- **TASK TO COMPLETE**:
What does the data read, word for word, from the line containing "of the beige" through its final line? Give those lines only.

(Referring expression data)
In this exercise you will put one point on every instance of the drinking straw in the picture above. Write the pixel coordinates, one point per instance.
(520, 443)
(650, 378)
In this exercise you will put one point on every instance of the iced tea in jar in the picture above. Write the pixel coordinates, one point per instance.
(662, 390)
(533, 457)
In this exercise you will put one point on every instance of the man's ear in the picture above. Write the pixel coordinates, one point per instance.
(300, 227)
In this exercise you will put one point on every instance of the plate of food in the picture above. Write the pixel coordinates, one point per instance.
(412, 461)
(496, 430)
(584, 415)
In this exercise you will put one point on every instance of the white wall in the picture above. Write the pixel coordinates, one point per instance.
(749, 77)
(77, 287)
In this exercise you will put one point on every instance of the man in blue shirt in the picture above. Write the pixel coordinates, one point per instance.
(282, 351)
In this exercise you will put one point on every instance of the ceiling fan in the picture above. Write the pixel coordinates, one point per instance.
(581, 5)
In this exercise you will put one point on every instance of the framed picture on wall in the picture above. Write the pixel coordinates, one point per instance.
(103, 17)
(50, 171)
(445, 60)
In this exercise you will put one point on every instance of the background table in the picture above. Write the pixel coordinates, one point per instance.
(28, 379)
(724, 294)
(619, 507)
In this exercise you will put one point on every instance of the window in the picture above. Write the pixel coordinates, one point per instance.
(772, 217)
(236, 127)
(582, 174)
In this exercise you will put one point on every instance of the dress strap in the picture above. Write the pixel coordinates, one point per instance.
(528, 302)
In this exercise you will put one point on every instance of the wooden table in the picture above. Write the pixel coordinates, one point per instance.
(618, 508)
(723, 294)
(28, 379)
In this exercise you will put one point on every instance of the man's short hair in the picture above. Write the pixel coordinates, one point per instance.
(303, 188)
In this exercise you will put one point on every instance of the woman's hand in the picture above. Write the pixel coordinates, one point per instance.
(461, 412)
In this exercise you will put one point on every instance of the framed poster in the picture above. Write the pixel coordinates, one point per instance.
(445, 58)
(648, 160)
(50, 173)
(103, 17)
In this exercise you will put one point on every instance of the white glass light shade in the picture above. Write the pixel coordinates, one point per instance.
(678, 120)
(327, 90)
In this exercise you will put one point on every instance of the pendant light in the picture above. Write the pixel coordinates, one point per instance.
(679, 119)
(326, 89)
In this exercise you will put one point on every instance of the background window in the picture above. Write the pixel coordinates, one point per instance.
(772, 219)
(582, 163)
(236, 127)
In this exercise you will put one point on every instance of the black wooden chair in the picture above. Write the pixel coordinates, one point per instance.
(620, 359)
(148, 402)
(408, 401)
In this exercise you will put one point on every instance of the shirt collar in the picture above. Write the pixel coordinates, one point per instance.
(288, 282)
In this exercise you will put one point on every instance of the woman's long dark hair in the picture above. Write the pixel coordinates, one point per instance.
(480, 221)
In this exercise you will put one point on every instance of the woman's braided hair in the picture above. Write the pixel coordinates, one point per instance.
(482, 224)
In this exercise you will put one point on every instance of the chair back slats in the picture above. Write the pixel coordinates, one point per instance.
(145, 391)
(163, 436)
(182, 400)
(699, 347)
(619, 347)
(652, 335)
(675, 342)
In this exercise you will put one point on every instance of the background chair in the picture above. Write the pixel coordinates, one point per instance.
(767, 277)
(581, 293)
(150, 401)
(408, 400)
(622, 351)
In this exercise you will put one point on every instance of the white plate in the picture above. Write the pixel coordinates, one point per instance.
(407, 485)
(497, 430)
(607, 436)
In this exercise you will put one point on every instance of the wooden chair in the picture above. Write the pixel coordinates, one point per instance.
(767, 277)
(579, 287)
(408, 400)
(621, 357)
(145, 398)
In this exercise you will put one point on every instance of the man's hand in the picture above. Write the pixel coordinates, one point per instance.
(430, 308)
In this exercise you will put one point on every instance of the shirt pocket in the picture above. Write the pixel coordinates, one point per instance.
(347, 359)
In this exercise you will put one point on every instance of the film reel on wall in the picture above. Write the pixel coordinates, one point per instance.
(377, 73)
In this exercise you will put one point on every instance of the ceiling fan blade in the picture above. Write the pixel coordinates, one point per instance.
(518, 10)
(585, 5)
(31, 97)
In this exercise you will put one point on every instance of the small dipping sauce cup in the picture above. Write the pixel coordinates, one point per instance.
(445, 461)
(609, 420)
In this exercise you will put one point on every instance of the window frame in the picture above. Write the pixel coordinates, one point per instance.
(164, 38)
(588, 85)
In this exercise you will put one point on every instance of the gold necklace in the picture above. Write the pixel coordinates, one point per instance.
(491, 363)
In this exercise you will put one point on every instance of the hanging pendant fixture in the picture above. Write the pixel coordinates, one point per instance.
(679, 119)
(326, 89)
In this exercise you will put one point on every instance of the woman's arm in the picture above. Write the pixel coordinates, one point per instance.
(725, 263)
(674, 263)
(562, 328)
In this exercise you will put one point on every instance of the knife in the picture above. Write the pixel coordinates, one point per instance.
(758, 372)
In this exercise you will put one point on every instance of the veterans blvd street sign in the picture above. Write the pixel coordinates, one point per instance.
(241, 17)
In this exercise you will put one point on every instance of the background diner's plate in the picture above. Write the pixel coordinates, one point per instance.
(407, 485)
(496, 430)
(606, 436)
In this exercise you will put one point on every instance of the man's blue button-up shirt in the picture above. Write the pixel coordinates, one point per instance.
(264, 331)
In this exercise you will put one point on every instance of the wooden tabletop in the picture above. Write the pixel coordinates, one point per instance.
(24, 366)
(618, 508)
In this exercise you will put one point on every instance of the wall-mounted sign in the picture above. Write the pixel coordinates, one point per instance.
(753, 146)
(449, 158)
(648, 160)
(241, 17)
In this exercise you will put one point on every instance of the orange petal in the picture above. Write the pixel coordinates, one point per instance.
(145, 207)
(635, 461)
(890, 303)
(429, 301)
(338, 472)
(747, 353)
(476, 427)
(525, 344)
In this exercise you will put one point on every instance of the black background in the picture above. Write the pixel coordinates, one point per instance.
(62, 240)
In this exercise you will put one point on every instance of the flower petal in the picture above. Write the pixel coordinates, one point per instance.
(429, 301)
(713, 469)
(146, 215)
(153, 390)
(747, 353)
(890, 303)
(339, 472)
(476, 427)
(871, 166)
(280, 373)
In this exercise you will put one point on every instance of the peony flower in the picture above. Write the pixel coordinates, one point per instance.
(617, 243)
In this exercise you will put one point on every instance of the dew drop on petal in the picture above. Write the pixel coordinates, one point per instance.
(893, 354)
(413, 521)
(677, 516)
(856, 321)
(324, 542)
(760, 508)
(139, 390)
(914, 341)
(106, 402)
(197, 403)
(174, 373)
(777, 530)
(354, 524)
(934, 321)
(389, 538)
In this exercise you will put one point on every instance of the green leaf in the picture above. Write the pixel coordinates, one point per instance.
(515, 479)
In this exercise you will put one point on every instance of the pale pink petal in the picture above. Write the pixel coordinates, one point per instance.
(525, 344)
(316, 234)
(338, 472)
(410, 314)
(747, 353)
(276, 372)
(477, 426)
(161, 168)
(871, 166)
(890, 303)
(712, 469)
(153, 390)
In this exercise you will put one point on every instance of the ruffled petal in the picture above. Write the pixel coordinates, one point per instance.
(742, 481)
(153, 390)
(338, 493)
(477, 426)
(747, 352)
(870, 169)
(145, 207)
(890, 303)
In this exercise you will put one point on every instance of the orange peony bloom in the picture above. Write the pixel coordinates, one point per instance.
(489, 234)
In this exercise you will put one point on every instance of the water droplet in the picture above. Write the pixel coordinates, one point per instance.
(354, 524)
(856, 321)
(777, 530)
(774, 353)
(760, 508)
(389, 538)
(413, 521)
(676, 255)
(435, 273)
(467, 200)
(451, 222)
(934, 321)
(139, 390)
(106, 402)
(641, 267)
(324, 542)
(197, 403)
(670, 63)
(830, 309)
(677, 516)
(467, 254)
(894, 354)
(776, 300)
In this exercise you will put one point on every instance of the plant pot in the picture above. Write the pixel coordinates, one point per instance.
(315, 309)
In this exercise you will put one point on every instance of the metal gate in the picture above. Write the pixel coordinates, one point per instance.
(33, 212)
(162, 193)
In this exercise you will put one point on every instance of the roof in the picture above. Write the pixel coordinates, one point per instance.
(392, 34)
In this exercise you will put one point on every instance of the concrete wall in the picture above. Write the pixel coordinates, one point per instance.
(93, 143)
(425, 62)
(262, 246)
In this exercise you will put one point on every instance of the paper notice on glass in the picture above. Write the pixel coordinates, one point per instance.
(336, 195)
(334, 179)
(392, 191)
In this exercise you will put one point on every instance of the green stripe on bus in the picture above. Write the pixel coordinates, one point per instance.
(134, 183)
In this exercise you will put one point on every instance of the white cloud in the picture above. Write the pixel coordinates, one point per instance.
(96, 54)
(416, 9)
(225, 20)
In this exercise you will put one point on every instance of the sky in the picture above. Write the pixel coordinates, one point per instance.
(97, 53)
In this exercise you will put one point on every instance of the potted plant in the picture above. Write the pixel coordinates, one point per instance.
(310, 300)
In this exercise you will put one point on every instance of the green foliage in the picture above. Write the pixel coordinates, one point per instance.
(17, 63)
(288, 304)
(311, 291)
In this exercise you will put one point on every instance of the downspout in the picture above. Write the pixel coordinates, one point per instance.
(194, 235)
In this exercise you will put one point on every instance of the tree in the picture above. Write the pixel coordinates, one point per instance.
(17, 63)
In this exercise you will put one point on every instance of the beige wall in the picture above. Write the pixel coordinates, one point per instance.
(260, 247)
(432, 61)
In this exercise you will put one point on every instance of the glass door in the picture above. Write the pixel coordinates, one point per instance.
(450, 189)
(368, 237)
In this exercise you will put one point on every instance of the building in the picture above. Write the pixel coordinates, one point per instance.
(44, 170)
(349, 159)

- **ANSWER SPACE**:
In this exercise you will put one point on every instance of the beige wall in the picture above. Write the pixel coordinates, one point per instance.
(260, 247)
(432, 61)
In this exercise you will put one point on every instance of the glass door in the picture above. Write the pixel coordinates, one point per instance.
(450, 189)
(368, 237)
In this exercise you will put one point on every instance of the building in the picture above. Write the pixel coordinates, one point per instance.
(44, 170)
(349, 159)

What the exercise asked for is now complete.